- [Your tasks]:
(a) According to the article on how supporting employees can prevent child abuse, how many family resource center locations does NH Children's Trust partner with across the state?
(b) Continue the article on how supporting employees can prevent child abuse, starting after its last sentence.

- [Passage to read]:
━━━━━━━━━━━━━━━━━━━━━━━━━━━━━━

How supporting employees can prevent child abuse

By AMANDA ANDREWS

New Hampshire Business Review 

Published: 04-07-2023 5:43 PM

“We envision a New Hampshire where all children grow up free from abuse and neglect.” So says the mission statement of NH Children’s Trust, a statewide, community-based child abuse prevention agency founded in 1986. Its goal is to connect parents with providers to strengthen families and build resilient communities.

April is Child Abuse Prevention month, and the Children’s Trust’s priority is to raise awareness of New Hampshire’s network of Family Resource Centers whose programs bridge the gaps that grow when stressors overwhelm parents. Part of its role as the NH’s facilitating organization is to partner with 26 family resource center locations across the state and provide them with the support, coordination, training and technical assistance they require in order to reach high-quality standards.

“When families are stronger, the occurrence of child abuse drops,” said Cliff Simmonds, executive director of the Children’s Trust. “When we get these factors like pandemics and inflation and economic uncertainty and housing and all this, they tend to go up.”

━━━━━━━━━━━━━━━━━━━━━━━━━━━━━━

- [Given data]:
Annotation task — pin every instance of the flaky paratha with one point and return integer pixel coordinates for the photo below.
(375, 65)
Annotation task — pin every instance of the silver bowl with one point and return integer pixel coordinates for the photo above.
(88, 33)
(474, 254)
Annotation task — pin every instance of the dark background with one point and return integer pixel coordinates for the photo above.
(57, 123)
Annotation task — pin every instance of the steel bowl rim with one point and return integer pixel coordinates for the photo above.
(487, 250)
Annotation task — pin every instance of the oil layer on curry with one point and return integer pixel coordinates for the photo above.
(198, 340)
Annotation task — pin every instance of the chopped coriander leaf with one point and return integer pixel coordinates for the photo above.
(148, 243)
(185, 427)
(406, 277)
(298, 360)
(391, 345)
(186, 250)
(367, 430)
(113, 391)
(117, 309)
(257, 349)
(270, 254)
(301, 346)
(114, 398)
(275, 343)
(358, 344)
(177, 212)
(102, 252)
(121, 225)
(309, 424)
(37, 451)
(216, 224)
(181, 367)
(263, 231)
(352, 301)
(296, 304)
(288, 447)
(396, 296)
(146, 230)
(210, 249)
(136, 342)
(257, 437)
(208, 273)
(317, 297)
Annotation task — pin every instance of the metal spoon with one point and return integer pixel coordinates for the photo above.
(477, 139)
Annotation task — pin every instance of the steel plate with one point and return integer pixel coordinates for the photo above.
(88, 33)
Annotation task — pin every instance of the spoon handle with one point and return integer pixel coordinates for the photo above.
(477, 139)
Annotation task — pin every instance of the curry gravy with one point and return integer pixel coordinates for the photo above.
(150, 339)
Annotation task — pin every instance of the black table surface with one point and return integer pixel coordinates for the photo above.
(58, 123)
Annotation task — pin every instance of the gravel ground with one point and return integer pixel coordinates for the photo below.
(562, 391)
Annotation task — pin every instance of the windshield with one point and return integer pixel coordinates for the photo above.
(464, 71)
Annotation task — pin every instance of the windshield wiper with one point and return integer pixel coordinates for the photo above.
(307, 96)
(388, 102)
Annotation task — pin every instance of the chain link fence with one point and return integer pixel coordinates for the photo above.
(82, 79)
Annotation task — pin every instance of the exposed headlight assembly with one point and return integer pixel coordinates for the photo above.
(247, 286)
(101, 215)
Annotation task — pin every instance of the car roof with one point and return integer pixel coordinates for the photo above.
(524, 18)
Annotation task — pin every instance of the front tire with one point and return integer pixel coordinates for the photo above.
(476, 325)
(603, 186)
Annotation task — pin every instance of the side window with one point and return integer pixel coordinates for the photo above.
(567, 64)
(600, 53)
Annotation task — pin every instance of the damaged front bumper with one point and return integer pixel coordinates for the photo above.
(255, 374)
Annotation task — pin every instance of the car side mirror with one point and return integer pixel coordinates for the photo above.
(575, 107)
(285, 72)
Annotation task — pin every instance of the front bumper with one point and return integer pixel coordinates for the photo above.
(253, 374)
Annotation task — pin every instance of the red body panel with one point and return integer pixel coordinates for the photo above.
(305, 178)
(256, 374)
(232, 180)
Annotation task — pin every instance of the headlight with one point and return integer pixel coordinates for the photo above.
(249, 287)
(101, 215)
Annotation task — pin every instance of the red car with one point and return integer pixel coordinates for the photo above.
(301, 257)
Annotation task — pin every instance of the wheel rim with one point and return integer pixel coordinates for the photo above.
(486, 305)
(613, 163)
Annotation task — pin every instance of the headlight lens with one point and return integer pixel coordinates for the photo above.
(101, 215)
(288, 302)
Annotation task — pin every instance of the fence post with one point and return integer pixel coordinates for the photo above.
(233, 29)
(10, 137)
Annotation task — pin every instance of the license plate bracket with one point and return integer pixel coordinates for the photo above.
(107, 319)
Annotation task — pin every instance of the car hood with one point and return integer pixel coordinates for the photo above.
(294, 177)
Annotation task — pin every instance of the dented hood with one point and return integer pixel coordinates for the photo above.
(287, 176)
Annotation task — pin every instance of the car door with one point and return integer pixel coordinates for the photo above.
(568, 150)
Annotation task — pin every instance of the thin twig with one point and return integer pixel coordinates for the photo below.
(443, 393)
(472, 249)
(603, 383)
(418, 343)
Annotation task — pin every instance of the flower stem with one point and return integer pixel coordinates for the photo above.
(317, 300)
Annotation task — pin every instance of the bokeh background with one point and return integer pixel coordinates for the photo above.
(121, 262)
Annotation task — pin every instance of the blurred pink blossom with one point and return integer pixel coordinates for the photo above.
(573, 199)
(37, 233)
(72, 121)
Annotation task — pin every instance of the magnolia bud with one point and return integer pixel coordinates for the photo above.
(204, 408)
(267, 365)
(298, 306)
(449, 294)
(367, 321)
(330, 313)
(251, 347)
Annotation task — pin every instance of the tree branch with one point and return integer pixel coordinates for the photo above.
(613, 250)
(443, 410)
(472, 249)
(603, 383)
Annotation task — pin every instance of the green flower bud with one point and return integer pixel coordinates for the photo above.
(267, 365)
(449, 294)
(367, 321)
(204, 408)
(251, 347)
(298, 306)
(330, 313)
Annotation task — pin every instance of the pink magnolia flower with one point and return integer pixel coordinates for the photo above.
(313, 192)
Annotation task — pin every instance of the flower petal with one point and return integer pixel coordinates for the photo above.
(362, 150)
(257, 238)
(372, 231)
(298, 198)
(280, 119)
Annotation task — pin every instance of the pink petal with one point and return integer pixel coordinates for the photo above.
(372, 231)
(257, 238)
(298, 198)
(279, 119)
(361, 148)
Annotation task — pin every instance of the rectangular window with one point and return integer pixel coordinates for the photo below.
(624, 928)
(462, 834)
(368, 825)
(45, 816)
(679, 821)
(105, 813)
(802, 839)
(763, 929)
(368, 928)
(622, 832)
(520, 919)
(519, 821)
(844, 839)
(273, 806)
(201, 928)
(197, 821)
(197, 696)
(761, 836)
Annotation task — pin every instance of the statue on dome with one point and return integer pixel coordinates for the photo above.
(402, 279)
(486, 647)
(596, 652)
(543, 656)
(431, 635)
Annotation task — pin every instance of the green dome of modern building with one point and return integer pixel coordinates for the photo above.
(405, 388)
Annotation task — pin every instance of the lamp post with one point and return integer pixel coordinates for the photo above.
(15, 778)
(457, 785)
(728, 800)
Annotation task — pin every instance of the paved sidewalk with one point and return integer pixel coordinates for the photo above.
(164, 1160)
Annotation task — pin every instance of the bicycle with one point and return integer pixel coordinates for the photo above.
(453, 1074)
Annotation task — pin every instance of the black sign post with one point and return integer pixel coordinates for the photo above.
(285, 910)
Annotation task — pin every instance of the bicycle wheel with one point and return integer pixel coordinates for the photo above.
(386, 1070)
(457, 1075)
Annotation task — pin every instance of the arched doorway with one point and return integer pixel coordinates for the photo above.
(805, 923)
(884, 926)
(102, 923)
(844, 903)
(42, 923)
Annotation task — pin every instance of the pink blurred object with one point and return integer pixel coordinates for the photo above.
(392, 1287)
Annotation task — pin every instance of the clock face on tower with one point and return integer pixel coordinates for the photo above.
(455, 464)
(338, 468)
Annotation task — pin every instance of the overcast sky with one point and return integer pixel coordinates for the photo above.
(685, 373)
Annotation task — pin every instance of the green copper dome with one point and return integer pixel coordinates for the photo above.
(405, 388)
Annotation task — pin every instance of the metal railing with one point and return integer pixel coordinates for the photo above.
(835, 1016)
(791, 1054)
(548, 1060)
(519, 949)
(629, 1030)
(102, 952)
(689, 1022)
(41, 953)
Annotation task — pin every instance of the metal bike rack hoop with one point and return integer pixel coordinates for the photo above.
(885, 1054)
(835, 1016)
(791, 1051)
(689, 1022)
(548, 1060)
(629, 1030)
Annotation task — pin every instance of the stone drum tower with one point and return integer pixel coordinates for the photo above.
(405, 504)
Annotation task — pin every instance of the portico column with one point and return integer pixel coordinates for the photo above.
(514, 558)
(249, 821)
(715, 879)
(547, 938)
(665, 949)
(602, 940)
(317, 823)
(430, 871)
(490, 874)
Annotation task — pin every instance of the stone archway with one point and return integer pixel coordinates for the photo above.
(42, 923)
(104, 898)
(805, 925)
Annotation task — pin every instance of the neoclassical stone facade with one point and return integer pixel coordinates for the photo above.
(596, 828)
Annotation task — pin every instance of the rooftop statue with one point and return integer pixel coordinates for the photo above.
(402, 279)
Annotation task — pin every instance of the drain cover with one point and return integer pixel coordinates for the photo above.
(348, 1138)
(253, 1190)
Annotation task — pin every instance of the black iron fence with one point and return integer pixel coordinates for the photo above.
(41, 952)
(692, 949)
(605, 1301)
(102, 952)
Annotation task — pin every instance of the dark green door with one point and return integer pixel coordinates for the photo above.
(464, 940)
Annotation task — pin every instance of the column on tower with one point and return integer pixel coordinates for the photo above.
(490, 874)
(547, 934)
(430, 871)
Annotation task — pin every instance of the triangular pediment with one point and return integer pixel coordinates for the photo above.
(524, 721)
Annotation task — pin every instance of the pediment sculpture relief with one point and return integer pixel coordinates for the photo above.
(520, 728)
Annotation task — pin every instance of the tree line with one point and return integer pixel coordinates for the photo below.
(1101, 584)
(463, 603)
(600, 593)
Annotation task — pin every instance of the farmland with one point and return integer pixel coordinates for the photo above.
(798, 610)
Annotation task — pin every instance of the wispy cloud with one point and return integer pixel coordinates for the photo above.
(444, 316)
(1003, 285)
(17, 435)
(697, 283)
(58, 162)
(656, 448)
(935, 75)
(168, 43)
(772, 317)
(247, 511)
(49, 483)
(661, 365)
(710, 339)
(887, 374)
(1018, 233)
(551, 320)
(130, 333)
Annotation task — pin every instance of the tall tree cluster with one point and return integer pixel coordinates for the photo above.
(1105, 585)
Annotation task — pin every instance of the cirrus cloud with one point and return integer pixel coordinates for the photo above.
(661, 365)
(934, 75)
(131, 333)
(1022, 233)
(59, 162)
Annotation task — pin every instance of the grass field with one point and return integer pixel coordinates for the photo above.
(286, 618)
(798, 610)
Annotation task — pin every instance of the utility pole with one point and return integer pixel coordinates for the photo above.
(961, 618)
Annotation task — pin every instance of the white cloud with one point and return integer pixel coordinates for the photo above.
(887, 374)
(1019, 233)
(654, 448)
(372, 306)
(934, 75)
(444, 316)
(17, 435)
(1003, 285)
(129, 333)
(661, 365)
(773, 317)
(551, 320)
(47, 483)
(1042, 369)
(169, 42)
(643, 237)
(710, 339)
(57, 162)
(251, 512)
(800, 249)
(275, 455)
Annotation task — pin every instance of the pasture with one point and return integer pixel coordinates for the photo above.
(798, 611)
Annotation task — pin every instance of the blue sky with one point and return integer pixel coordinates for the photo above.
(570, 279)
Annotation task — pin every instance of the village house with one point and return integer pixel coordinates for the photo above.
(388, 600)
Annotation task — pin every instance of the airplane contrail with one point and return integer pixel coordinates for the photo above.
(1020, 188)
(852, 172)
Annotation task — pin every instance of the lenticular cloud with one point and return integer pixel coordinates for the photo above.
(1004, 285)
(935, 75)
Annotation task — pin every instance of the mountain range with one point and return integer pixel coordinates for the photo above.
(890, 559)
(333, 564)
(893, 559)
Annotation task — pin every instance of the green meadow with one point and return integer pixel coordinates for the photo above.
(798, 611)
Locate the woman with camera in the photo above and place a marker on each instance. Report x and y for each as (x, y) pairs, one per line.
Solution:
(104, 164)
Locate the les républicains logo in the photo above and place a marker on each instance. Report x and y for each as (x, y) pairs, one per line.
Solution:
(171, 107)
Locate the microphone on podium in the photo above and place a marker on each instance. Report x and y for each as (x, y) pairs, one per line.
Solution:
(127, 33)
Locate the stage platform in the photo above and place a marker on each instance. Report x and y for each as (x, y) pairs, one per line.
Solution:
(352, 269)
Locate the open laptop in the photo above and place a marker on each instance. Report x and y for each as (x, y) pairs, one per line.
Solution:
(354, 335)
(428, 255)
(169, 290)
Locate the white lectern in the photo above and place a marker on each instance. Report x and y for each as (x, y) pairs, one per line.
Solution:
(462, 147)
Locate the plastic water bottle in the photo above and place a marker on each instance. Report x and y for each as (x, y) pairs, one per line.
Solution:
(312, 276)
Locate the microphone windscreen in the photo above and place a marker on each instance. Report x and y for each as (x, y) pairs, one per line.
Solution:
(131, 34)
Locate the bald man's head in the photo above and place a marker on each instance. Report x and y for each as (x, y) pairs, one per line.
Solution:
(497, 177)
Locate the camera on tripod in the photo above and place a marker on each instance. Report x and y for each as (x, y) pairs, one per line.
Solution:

━━━━━━━━━━━━━━━━━━━━━━━━━━━━━━

- [Written answers]:
(a) 26

(b)
He added: “Let’s not wait to intervene. How about we provide the strengthening that (families) need, whether it’s education, community or other supports that are really necessary in all our lives, that we oftentimes take for granted, and give it to those folks so they’re in a position of strength? It then strengthens the community, the businesses in that community, and then you have this really healthy environment.”

Building connections

New Hampshire is facing many challenges that affect residents in areas such as housing, inflation, child care, substance abuse, mental health and healthcare costs.

In order to help people and their families manage such high levels of stress, Family Resource Centers offer programs and resources to help overcome, or work towards overcoming, those challenges.

“We recognize that parenting can be stressful for everybody; it’s normal to be stressed. Our goal is to help families alleviate some of that so they can be the nurturing parents that they want to be,” said Penny Vaine, program manager of Healthy Starts at Home Healthcare, Hospice & Community Services in Keene.

A major factor in most everyone’s daily lives is work.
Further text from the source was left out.